An okres (in English district) is an administrative unit in Slovakia. It is a second-tier territorial administrative unit, below a Region in standing, and superior to a municipality. Each district contains at least several municipalities. 

The cities of Bratislava and Košice are the only cities in Slovakia divided into internal urban districts, with five in Bratislava, and four in Košice. These urban districts are then further divided into smaller boroughs (which serve a function analogous to municipalities in typical districts).

All other districts are larger in size and also include rural areas, and rural as well as urban municipalities. Each of these more typical districts has an urban centre serving as the seat of the district, usually the largest town (or the only town) of a given district. Rural municipalities are not legally allowed to become district seats.

Map of current Slovak districts

Characteristics
Several districts form a "Region" (Slovak "kraj"). One district, on the other hand, consists of several "municipalities" (Slovak "obec"), which in turn consist of "cadastral areas" (Slovak "katastrálne územie").

REQUIRED WORK:
(a) According to the text on Slovak districts, how many internal urban districts does Košice have?
(b) Please carry the text on Slovak districts forward from its final sentence.
The material after this text is separate from it.

RECORDED INFORMATION:

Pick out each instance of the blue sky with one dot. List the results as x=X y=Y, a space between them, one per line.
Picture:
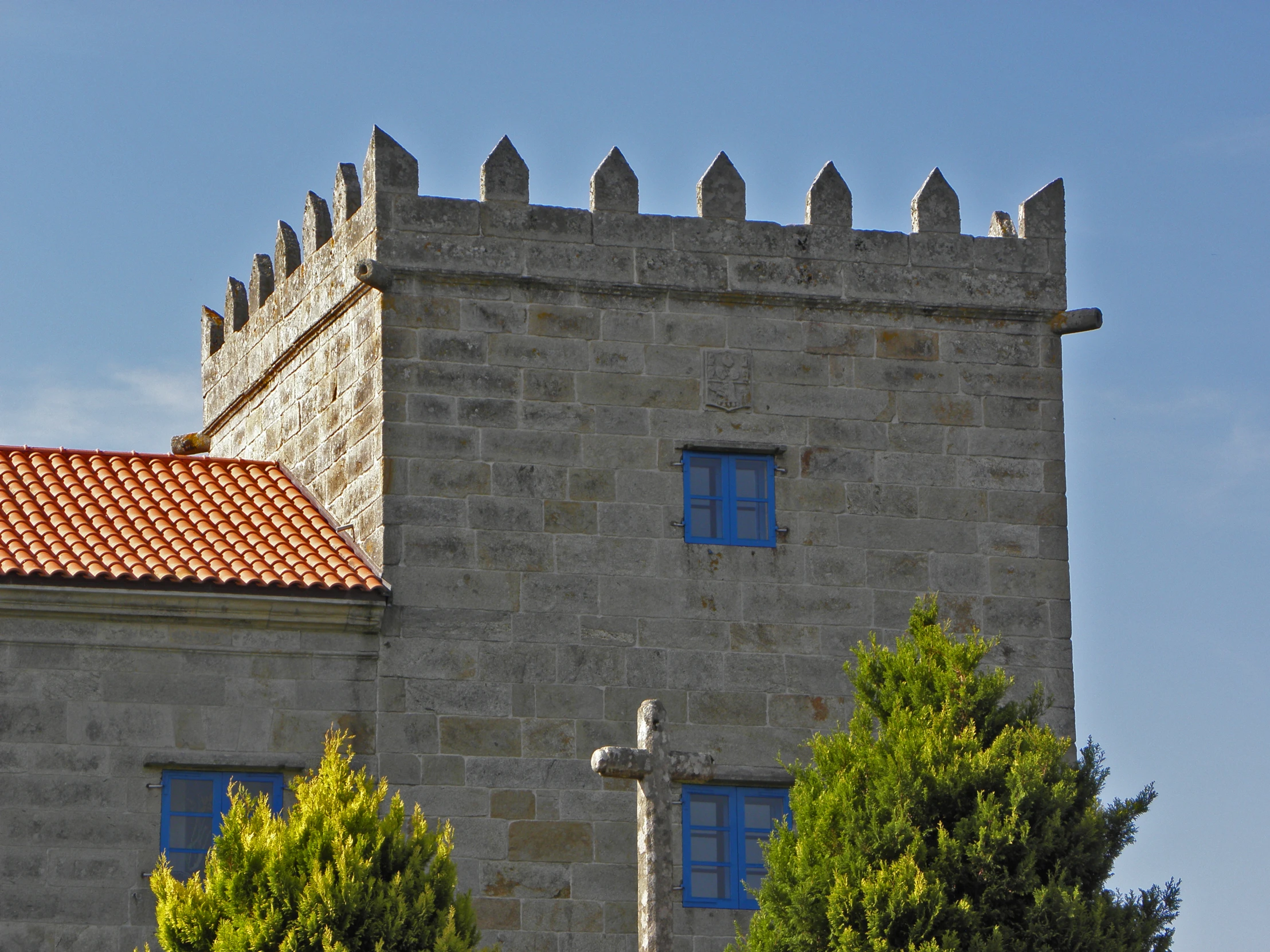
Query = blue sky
x=146 y=151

ANSWERS FOR THIS EXERCISE:
(a) Four.

(b)
Districts have been units of state administration in Slovakia since its creation with a few interruptions, e. g. except for the period from 2004 to late 2013. Today, each district is administered by a "district office" (okresný úrad). Since late 2013, there have been also some special district offices being responsible (regarding some selected issues) not for the territory of a district, but for the territory of a Region (kraj) - they are called "district office at the seat of a Region" (okresný úrad v sídle kraja). 

In the period from 2004 to late 2013, the district offices were abolished and replaced by "circuit offices" (obvodný úrad), which were usually responsible for several districts (except for the Nové Zámky District, which was one district with two circuit offices).

Slovakia has currently 79 districts, the capital of Bratislava being divided into 5 districts and the city of Košice in 4 districts. The districts are named after the biggest town in the district (formerly known as the "district towns").

For history see: Okres

Districts of Slovakia
The following table gives an overview of the districts, along with the population, area, and location within Slovakia.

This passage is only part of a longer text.